━━━━━ ИСХОДНЫЕ ДАННЫЕ ━━━━━

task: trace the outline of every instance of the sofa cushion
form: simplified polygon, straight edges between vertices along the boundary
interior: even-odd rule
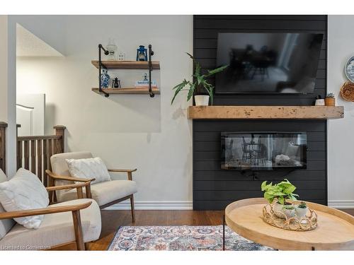
[[[88,208],[80,211],[84,241],[98,239],[101,234],[101,213],[97,203],[90,199],[50,205],[56,207],[92,201]],[[21,225],[13,228],[0,240],[0,249],[31,250],[52,247],[75,240],[72,212],[45,215],[38,229],[28,229]],[[28,247],[29,246],[29,247]]]
[[[0,169],[0,183],[6,182],[6,176]],[[4,213],[4,211],[5,210],[2,207],[1,204],[0,204],[0,213]],[[13,219],[0,220],[0,240],[3,238],[5,235],[6,235],[13,225],[15,225]]]
[[[131,195],[137,192],[137,183],[132,180],[111,180],[100,182],[91,186],[92,199],[100,206]],[[85,194],[86,196],[86,194]],[[59,201],[66,201],[77,199],[76,189],[71,189],[62,194]]]
[[[94,177],[91,184],[110,180],[107,167],[100,158],[66,159],[66,161],[72,177],[84,179]]]
[[[90,152],[71,152],[62,153],[53,155],[50,157],[50,164],[52,165],[52,171],[55,175],[61,176],[71,176],[69,172],[69,167],[66,159],[81,159],[81,158],[92,158],[92,154]],[[74,184],[74,182],[67,180],[55,180],[55,186],[66,185]],[[57,197],[60,197],[64,190],[55,192]]]
[[[0,203],[6,211],[46,208],[48,193],[35,175],[20,168],[12,179],[0,183]],[[42,215],[14,218],[27,228],[38,228],[42,219]]]
[[[50,164],[52,165],[52,171],[56,175],[62,176],[70,176],[69,167],[66,159],[82,159],[92,158],[92,154],[89,152],[72,152],[62,153],[52,155],[50,158]]]

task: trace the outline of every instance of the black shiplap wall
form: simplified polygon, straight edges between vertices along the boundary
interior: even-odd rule
[[[310,105],[326,91],[326,16],[195,16],[193,54],[206,71],[216,67],[219,32],[310,32],[324,33],[315,92],[309,95],[215,95],[215,105]],[[213,79],[211,81],[214,83]],[[307,169],[251,172],[220,169],[221,131],[307,131]],[[327,204],[326,121],[193,120],[193,208],[223,210],[232,201],[262,196],[263,180],[287,177],[304,200]]]

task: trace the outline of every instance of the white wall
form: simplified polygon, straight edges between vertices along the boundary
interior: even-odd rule
[[[329,16],[327,90],[344,106],[344,119],[328,122],[329,204],[354,208],[354,102],[339,95],[344,65],[354,56],[354,16]]]
[[[0,122],[7,122],[7,16],[0,16]]]
[[[6,174],[16,172],[16,26],[8,16],[0,16],[0,122],[8,124]]]
[[[21,24],[30,29],[28,21],[35,30],[33,17],[21,17]],[[40,17],[37,23],[50,33],[52,23],[41,23]],[[52,133],[55,124],[67,126],[69,151],[90,151],[109,167],[137,167],[133,176],[139,187],[137,208],[190,208],[191,122],[185,98],[178,98],[173,106],[171,99],[171,88],[192,74],[184,52],[193,50],[193,17],[61,18],[57,22],[65,27],[67,57],[18,58],[18,93],[46,94],[46,131]],[[98,45],[106,45],[109,37],[125,52],[126,59],[135,59],[139,45],[152,45],[153,59],[161,64],[160,73],[153,76],[161,84],[161,95],[105,98],[91,91],[98,87],[98,70],[91,61],[98,58]],[[144,72],[120,71],[118,76],[128,85]]]

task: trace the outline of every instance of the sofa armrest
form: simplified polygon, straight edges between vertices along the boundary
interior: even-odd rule
[[[4,213],[0,213],[0,220],[16,218],[19,217],[25,217],[32,216],[39,216],[42,214],[63,213],[66,211],[76,211],[88,207],[91,204],[92,201],[88,201],[84,204],[68,205],[65,206],[56,206],[56,207],[33,209],[33,210],[23,210],[23,211],[4,212]]]
[[[92,178],[92,179],[84,179],[83,177],[71,177],[71,176],[61,176],[59,175],[55,175],[54,174],[52,171],[46,170],[45,172],[50,177],[52,177],[54,179],[59,179],[59,180],[68,180],[68,181],[72,181],[72,182],[93,182],[96,179]]]
[[[132,180],[132,172],[137,171],[137,168],[135,168],[134,170],[116,170],[116,169],[108,169],[109,172],[126,172],[128,177],[129,180]]]

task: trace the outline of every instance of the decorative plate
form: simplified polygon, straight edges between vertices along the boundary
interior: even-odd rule
[[[344,72],[347,78],[350,81],[350,82],[354,83],[354,56],[348,60],[346,64],[346,67],[344,68]]]

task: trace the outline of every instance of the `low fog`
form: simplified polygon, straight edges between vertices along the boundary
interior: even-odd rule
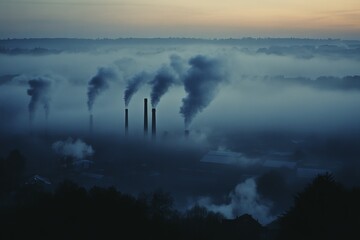
[[[148,41],[0,41],[0,158],[19,149],[29,176],[135,195],[161,188],[179,209],[262,224],[311,180],[304,166],[360,184],[360,43]],[[144,98],[156,137],[144,134]],[[202,161],[209,151],[246,164]],[[264,167],[279,158],[301,162]]]

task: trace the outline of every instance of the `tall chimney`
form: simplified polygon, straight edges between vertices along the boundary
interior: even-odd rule
[[[151,121],[151,132],[152,136],[156,136],[156,109],[152,109],[152,121]]]
[[[184,130],[184,135],[185,135],[185,138],[189,138],[190,131],[188,129],[185,129]]]
[[[148,132],[147,98],[144,98],[144,135]]]
[[[93,116],[92,116],[92,114],[90,114],[90,118],[89,118],[89,133],[90,134],[92,134],[92,132],[93,132],[93,124],[94,124]]]
[[[125,108],[125,134],[128,134],[129,130],[129,110]]]

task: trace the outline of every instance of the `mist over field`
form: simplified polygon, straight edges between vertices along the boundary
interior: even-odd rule
[[[306,169],[360,184],[359,63],[355,40],[0,40],[0,158],[16,148],[29,176],[161,188],[179,209],[267,224]],[[243,162],[203,161],[211,151]],[[60,171],[69,156],[89,168]],[[297,168],[266,165],[279,159]]]

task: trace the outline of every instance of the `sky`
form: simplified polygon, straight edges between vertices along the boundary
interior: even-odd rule
[[[0,0],[0,38],[360,39],[359,0]]]

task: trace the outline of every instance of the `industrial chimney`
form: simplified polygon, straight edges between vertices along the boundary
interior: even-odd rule
[[[156,109],[152,109],[151,133],[153,138],[156,137]]]
[[[185,134],[185,138],[189,138],[190,131],[185,129],[184,134]]]
[[[144,98],[144,135],[148,132],[147,98]]]
[[[129,131],[129,110],[125,108],[125,134],[128,135]]]
[[[92,132],[93,132],[93,124],[94,124],[93,116],[92,116],[92,114],[90,114],[90,118],[89,118],[89,133],[90,134],[92,134]]]

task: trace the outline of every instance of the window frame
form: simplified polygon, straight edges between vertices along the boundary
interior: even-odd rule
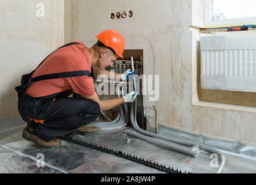
[[[204,0],[204,28],[223,28],[243,26],[243,24],[256,24],[256,17],[250,18],[227,18],[221,20],[211,20],[211,0]]]

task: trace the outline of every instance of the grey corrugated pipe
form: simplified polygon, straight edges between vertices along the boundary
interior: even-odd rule
[[[133,57],[131,57],[131,66],[132,66],[133,71],[134,70]],[[134,75],[133,75],[133,82],[134,82],[134,90],[136,91],[136,79],[135,79]],[[140,128],[138,126],[138,124],[137,123],[136,112],[134,111],[134,110],[136,110],[136,108],[137,108],[137,98],[134,101],[134,103],[133,103],[133,105],[131,107],[131,124],[132,124],[133,127],[134,128],[134,129],[136,130],[137,130],[137,131],[138,131],[141,133],[142,133],[144,134],[148,135],[149,135],[149,136],[151,136],[153,137],[155,137],[155,138],[164,139],[164,140],[169,140],[170,142],[175,142],[175,143],[180,143],[180,144],[185,145],[187,145],[189,146],[192,146],[192,147],[190,150],[189,150],[188,149],[185,148],[184,146],[176,145],[177,145],[177,143],[175,143],[175,145],[173,145],[174,144],[173,143],[170,143],[170,146],[169,146],[173,147],[173,150],[175,150],[176,151],[180,151],[182,153],[184,153],[188,154],[189,155],[191,155],[191,154],[190,154],[191,151],[193,151],[193,149],[195,149],[195,146],[198,146],[199,147],[202,148],[204,150],[206,150],[206,151],[210,151],[210,152],[213,152],[213,153],[217,154],[219,156],[219,157],[219,157],[218,158],[221,159],[221,166],[220,166],[220,168],[219,168],[218,171],[217,171],[217,173],[221,173],[221,172],[222,171],[222,170],[223,169],[223,166],[224,165],[224,164],[225,164],[225,156],[221,151],[220,151],[220,150],[214,149],[214,148],[212,148],[212,147],[210,147],[208,146],[206,146],[204,145],[196,143],[190,142],[190,141],[186,140],[180,139],[178,139],[178,138],[173,138],[173,137],[170,137],[170,136],[167,136],[159,134],[155,134],[155,133],[148,132],[148,131],[145,131],[145,130]],[[131,132],[131,131],[129,131],[129,130],[126,130],[126,132],[127,134],[128,133],[130,133],[131,134],[132,134]],[[138,136],[140,135],[141,139],[142,139],[142,138],[144,138],[144,136],[141,135],[141,134],[138,134],[137,135]],[[140,136],[138,136],[138,138],[140,138]],[[152,140],[151,139],[151,140]],[[196,149],[195,151],[195,151],[195,154],[192,155],[192,156],[195,156],[195,157],[198,156],[198,153],[199,151],[199,149]]]

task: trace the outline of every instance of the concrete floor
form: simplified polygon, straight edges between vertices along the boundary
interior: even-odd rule
[[[42,150],[21,136],[25,125],[20,117],[0,122],[0,173],[164,173],[131,161],[94,149],[63,141],[57,149]],[[126,127],[92,136],[73,135],[80,139],[147,158],[158,164],[190,173],[215,173],[210,166],[210,153],[196,157],[149,143],[125,133]],[[50,165],[37,167],[36,156],[43,154]],[[25,156],[24,155],[27,155]],[[33,160],[34,159],[34,160]],[[256,162],[227,155],[222,173],[256,173]]]

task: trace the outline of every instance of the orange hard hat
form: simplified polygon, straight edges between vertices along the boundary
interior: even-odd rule
[[[118,56],[123,58],[125,42],[121,34],[115,30],[107,29],[95,36],[105,46],[112,49]]]

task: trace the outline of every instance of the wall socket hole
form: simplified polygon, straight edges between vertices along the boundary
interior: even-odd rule
[[[116,17],[117,18],[119,18],[121,17],[121,13],[120,12],[116,13]]]

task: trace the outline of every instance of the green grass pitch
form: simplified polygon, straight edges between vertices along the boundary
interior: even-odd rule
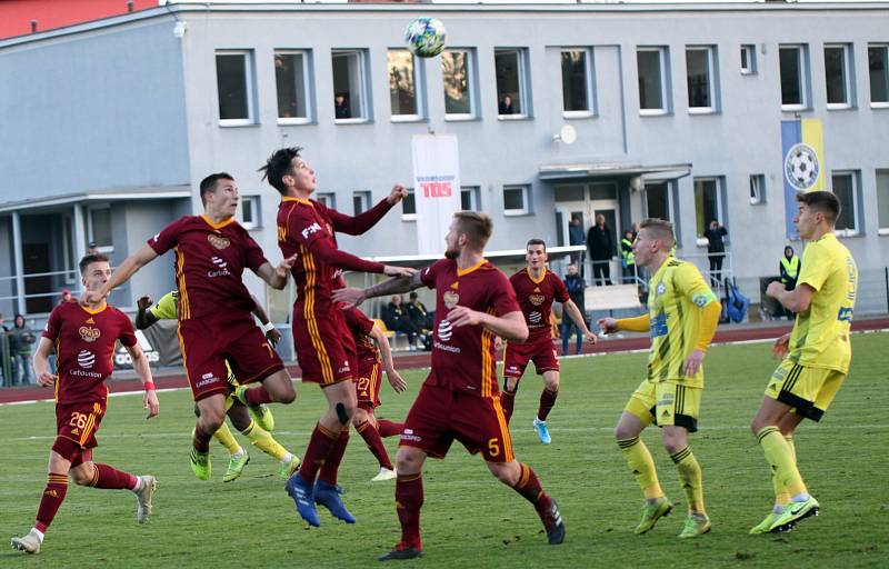
[[[427,461],[422,511],[426,557],[416,567],[886,567],[889,560],[889,473],[885,356],[889,335],[853,338],[852,370],[822,423],[803,422],[797,437],[800,470],[821,501],[821,516],[779,536],[748,536],[771,506],[771,485],[749,422],[776,366],[767,343],[717,346],[706,360],[700,431],[691,448],[701,462],[713,531],[680,541],[685,497],[658,430],[643,439],[660,480],[677,505],[653,531],[635,536],[640,491],[611,429],[645,370],[646,355],[608,355],[562,362],[562,387],[550,416],[552,445],[531,429],[541,382],[526,375],[516,402],[516,455],[559,501],[568,537],[549,547],[533,509],[497,482],[479,457],[455,443],[447,460]],[[883,356],[881,356],[883,353]],[[406,373],[409,391],[383,385],[378,416],[400,420],[423,373]],[[278,439],[301,455],[324,403],[300,385],[291,406],[274,406]],[[129,492],[70,487],[43,551],[27,557],[0,549],[2,567],[362,567],[398,541],[394,482],[371,483],[374,459],[352,432],[340,483],[358,523],[346,526],[321,508],[321,528],[307,529],[258,449],[244,476],[222,483],[224,450],[212,443],[213,479],[197,480],[188,451],[194,418],[188,391],[160,395],[161,415],[144,420],[141,398],[114,397],[99,431],[96,460],[159,480],[154,511],[136,523]],[[46,482],[54,436],[52,405],[0,408],[0,538],[27,532]],[[242,445],[247,440],[238,435]],[[394,458],[396,439],[387,447]]]

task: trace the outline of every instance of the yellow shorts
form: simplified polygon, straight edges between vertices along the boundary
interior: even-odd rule
[[[766,396],[789,405],[799,416],[820,421],[845,379],[841,371],[808,368],[785,359],[771,375]]]
[[[686,387],[670,381],[652,383],[643,380],[630,396],[623,410],[635,415],[646,426],[676,425],[688,432],[698,430],[698,412],[703,389]]]

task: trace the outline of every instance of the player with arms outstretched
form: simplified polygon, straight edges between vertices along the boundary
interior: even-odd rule
[[[750,428],[771,467],[772,511],[750,533],[787,531],[820,509],[797,469],[793,431],[802,419],[820,421],[842,386],[852,359],[849,330],[858,293],[858,268],[833,228],[840,202],[829,191],[797,194],[793,219],[808,241],[797,288],[772,282],[766,293],[797,315],[793,329],[775,342],[783,357]]]
[[[346,446],[349,426],[357,406],[354,385],[356,347],[342,310],[330,299],[341,286],[342,270],[383,272],[389,276],[413,271],[371,262],[340,251],[337,232],[359,236],[372,228],[407,196],[396,186],[383,200],[356,217],[340,213],[311,199],[316,189],[314,170],[300,157],[301,148],[282,148],[260,168],[264,179],[281,194],[278,207],[278,246],[284,257],[294,259],[293,345],[302,369],[302,381],[318,383],[328,401],[328,409],[312,430],[302,466],[290,477],[287,492],[300,517],[311,526],[320,526],[316,503],[324,506],[338,519],[354,523],[354,516],[340,498],[342,489],[337,476]],[[239,389],[244,403],[263,402],[257,389]]]
[[[670,513],[672,503],[663,493],[651,453],[639,438],[655,423],[661,428],[663,448],[670,453],[688,501],[688,518],[680,538],[710,531],[703,507],[703,479],[698,459],[688,446],[688,433],[698,430],[698,410],[703,391],[703,358],[716,333],[722,310],[719,300],[690,262],[673,258],[672,223],[646,219],[633,242],[636,264],[651,273],[648,313],[637,318],[602,318],[599,328],[649,332],[648,377],[630,397],[615,428],[618,447],[646,497],[642,519],[636,528],[645,533]]]
[[[455,214],[444,259],[419,274],[367,290],[342,289],[334,298],[360,303],[366,298],[436,289],[432,369],[404,420],[397,459],[396,510],[401,540],[381,561],[422,555],[420,508],[427,457],[444,458],[455,440],[480,452],[491,473],[537,510],[550,545],[565,539],[559,508],[533,469],[516,460],[497,381],[495,338],[522,342],[528,327],[506,274],[485,259],[493,224],[472,211]]]
[[[540,406],[535,417],[533,427],[540,442],[549,445],[552,438],[549,435],[547,417],[556,398],[559,396],[559,359],[556,348],[552,347],[552,302],[558,301],[565,306],[567,315],[577,322],[587,341],[596,343],[592,333],[583,320],[580,309],[568,296],[568,289],[555,272],[547,269],[547,243],[542,239],[531,239],[526,244],[525,259],[528,266],[509,278],[516,290],[525,322],[528,325],[528,341],[525,343],[506,343],[503,353],[503,413],[507,423],[512,417],[512,407],[516,401],[516,391],[519,380],[525,373],[528,362],[533,361],[538,376],[543,376],[543,391],[540,393]]]
[[[179,346],[186,376],[200,416],[194,426],[191,470],[209,480],[210,439],[226,421],[228,369],[241,383],[260,382],[264,398],[256,403],[290,403],[297,398],[281,358],[253,321],[256,307],[241,276],[252,270],[267,284],[283,289],[293,259],[272,267],[259,244],[234,220],[238,184],[226,172],[201,180],[203,214],[183,216],[128,257],[87,302],[103,299],[140,268],[169,250],[176,252],[179,291]]]
[[[80,276],[87,291],[99,290],[111,276],[108,257],[88,254],[80,260]],[[68,477],[79,486],[136,493],[139,507],[136,520],[148,521],[151,497],[157,488],[153,476],[133,476],[108,465],[92,461],[96,431],[108,407],[106,380],[111,377],[114,345],[123,345],[132,357],[132,367],[146,390],[148,418],[158,415],[158,396],[132,323],[127,316],[104,300],[79,305],[62,302],[49,316],[43,337],[34,355],[34,375],[42,387],[56,388],[56,442],[49,453],[49,479],[40,498],[37,521],[24,537],[12,538],[12,547],[39,553],[43,535],[64,501]],[[49,372],[49,356],[56,349],[57,376]]]

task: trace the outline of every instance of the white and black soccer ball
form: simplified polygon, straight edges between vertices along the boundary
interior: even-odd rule
[[[408,49],[421,58],[433,58],[441,53],[447,40],[448,31],[436,18],[417,18],[404,30]]]
[[[797,189],[808,190],[818,180],[818,154],[809,144],[796,144],[785,157],[785,176]]]

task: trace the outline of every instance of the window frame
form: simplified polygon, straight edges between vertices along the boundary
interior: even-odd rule
[[[865,230],[863,230],[863,227],[862,227],[862,222],[863,222],[862,217],[863,216],[861,216],[861,211],[859,209],[860,204],[861,204],[860,172],[858,170],[833,170],[833,171],[831,171],[830,172],[830,187],[831,187],[831,189],[833,189],[832,191],[833,191],[835,196],[836,196],[836,183],[833,182],[833,178],[837,178],[837,177],[840,177],[840,176],[848,177],[849,180],[851,181],[851,184],[850,184],[851,191],[850,191],[850,193],[851,193],[851,198],[852,198],[851,210],[852,210],[852,224],[853,224],[853,227],[852,228],[845,228],[845,229],[836,229],[835,233],[837,233],[837,237],[859,237],[859,236],[863,236],[865,234]],[[840,204],[842,206],[842,209],[845,211],[848,211],[848,208],[847,208],[846,203],[842,203],[840,201]],[[839,221],[839,220],[837,220],[837,221]]]
[[[330,50],[330,71],[331,71],[331,87],[333,88],[333,97],[336,98],[337,86],[333,84],[334,77],[333,77],[333,60],[336,57],[340,56],[357,56],[358,57],[358,82],[359,88],[358,92],[360,94],[360,108],[356,109],[353,107],[354,101],[351,99],[351,86],[349,90],[350,100],[349,100],[349,110],[351,111],[352,116],[348,119],[338,119],[334,110],[333,114],[333,123],[334,124],[364,124],[367,122],[371,122],[373,120],[372,117],[372,108],[370,100],[371,93],[371,86],[370,86],[370,62],[368,58],[368,50],[363,48],[332,48]]]
[[[741,43],[741,74],[757,74],[757,46],[756,43]],[[743,54],[747,53],[747,67],[743,64]]]
[[[808,44],[807,43],[781,43],[778,46],[778,81],[779,87],[781,82],[781,50],[782,49],[793,49],[797,51],[797,81],[799,84],[799,103],[788,103],[785,104],[783,98],[783,88],[780,89],[781,91],[781,110],[782,111],[803,111],[810,109],[810,96],[809,96],[809,56],[808,56]]]
[[[469,192],[469,210],[466,211],[481,211],[481,188],[479,186],[461,186],[460,187],[460,208],[463,207],[463,192]]]
[[[314,122],[314,104],[312,100],[312,50],[311,49],[276,49],[272,52],[272,60],[276,56],[302,56],[302,84],[304,87],[302,96],[306,98],[306,117],[281,117],[280,101],[278,93],[278,77],[274,78],[274,99],[278,124],[311,124]]]
[[[413,114],[396,114],[392,111],[392,89],[389,87],[389,119],[392,122],[419,122],[426,120],[426,106],[423,104],[424,101],[424,90],[423,83],[426,82],[424,76],[424,66],[422,64],[422,59],[417,57],[416,54],[411,53],[407,48],[387,48],[386,49],[386,79],[387,84],[389,83],[389,53],[392,51],[399,52],[407,52],[410,53],[411,57],[411,68],[413,71],[413,104],[414,104],[414,113]]]
[[[870,76],[870,50],[871,49],[881,49],[883,51],[883,92],[886,93],[885,101],[875,101],[873,100],[873,82]],[[876,43],[868,43],[868,98],[870,100],[870,108],[871,109],[889,109],[889,42],[876,42]]]
[[[521,209],[507,209],[507,191],[521,190]],[[500,192],[503,200],[503,217],[520,217],[531,214],[531,187],[527,183],[506,183]]]
[[[750,204],[765,206],[768,203],[768,186],[765,173],[750,174]]]
[[[702,51],[707,53],[707,91],[710,98],[709,107],[692,107],[691,91],[686,93],[689,114],[716,114],[719,112],[719,89],[717,87],[717,48],[716,46],[686,46],[686,86],[688,86],[688,53],[689,51]]]
[[[251,219],[244,217],[246,203],[250,203]],[[241,227],[248,230],[262,228],[262,197],[259,194],[241,196],[241,207],[238,208]]]
[[[466,61],[466,77],[467,77],[467,98],[469,100],[469,112],[448,112],[448,97],[444,90],[442,89],[441,96],[444,102],[444,121],[467,121],[467,120],[477,120],[481,117],[479,112],[479,102],[478,102],[478,79],[477,79],[477,69],[478,64],[476,62],[476,50],[473,48],[447,48],[443,52],[444,53],[466,53],[465,61]],[[442,58],[442,66],[443,66],[443,58]],[[444,86],[443,81],[444,70],[442,69],[442,87]]]
[[[855,64],[852,59],[852,49],[849,43],[825,43],[825,99],[827,100],[828,110],[846,110],[855,108]],[[842,87],[846,94],[843,102],[830,102],[828,92],[828,77],[827,77],[827,50],[841,49],[842,50]]]
[[[637,90],[638,87],[638,79],[639,79],[639,53],[640,52],[657,52],[658,53],[658,66],[660,70],[660,97],[661,97],[661,107],[657,109],[643,109],[642,108],[642,93],[639,91],[638,94],[638,103],[639,103],[639,114],[642,117],[663,117],[665,114],[670,114],[670,89],[669,89],[669,77],[670,77],[670,67],[669,67],[669,47],[667,46],[637,46],[636,47],[636,77],[637,77]]]
[[[500,114],[500,86],[497,84],[497,56],[503,56],[515,53],[516,54],[516,73],[518,73],[518,87],[519,87],[519,108],[521,112],[516,112],[512,114]],[[495,61],[495,94],[497,96],[497,119],[498,120],[522,120],[529,119],[532,117],[531,114],[531,82],[528,79],[528,70],[530,69],[530,64],[528,62],[528,50],[526,48],[495,48],[493,49],[493,61]]]
[[[247,118],[244,119],[223,119],[222,118],[222,109],[221,107],[221,97],[219,92],[219,56],[242,56],[244,60],[243,64],[243,80],[244,80],[244,92],[247,93]],[[213,67],[216,68],[216,79],[217,79],[217,87],[216,87],[216,96],[217,96],[217,117],[219,120],[220,127],[252,127],[258,124],[259,112],[258,112],[258,101],[256,96],[257,89],[257,81],[256,81],[256,64],[253,61],[253,50],[252,49],[218,49],[213,52]],[[276,111],[277,114],[277,111]]]
[[[562,117],[566,119],[587,119],[590,117],[597,116],[597,106],[596,106],[596,62],[593,61],[593,50],[592,48],[560,48],[559,49],[559,64],[561,68],[562,62],[562,53],[568,53],[571,51],[580,51],[585,56],[583,61],[583,73],[585,80],[587,84],[587,110],[566,110],[565,108],[565,69],[561,69],[561,79],[562,79]]]

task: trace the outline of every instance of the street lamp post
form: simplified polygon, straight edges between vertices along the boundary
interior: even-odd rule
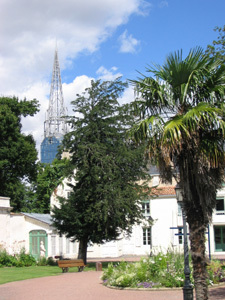
[[[184,230],[184,287],[183,287],[183,299],[184,300],[193,300],[193,287],[190,280],[190,267],[189,267],[189,251],[188,251],[188,241],[187,241],[187,223],[186,215],[184,212],[183,204],[183,190],[180,187],[179,183],[175,187],[177,202],[181,206],[182,218],[183,218],[183,230]]]

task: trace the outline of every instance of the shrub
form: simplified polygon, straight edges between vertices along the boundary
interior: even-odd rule
[[[27,254],[25,252],[25,249],[21,249],[20,253],[17,255],[19,267],[30,267],[30,266],[35,266],[36,265],[36,260],[35,258]]]
[[[6,250],[0,250],[0,267],[17,266],[18,261],[16,257],[9,255]]]
[[[213,260],[207,266],[209,275],[209,284],[215,284],[225,281],[225,265],[219,260]]]
[[[181,287],[184,284],[183,255],[168,251],[136,263],[110,264],[102,279],[104,284],[118,287]]]

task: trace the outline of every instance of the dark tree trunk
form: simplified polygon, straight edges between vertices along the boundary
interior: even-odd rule
[[[193,263],[193,277],[196,300],[208,299],[207,260],[205,256],[206,227],[198,220],[189,222],[191,258]]]
[[[86,239],[80,240],[78,252],[78,258],[83,259],[85,265],[87,264],[87,244]]]

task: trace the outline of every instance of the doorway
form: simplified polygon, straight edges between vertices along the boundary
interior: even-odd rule
[[[48,257],[48,239],[45,230],[32,230],[29,233],[30,254],[37,260],[40,258],[40,245],[43,242],[45,248],[45,257]]]

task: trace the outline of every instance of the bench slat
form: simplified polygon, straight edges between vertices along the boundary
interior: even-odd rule
[[[62,268],[63,273],[68,272],[69,267],[78,267],[79,271],[85,267],[83,259],[58,260],[57,263],[58,266]]]

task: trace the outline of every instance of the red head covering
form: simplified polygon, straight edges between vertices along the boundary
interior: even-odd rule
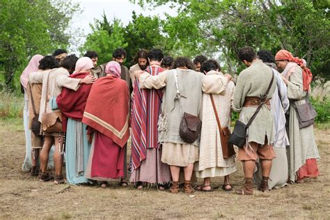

━━━━━

Выпишите из приведенного выше списка все строки, содержащие слово «white». Регистр букв учитывается.

task: trace the outline of every instance of the white wall
task: trace the outline of every instance of the white and black soccer ball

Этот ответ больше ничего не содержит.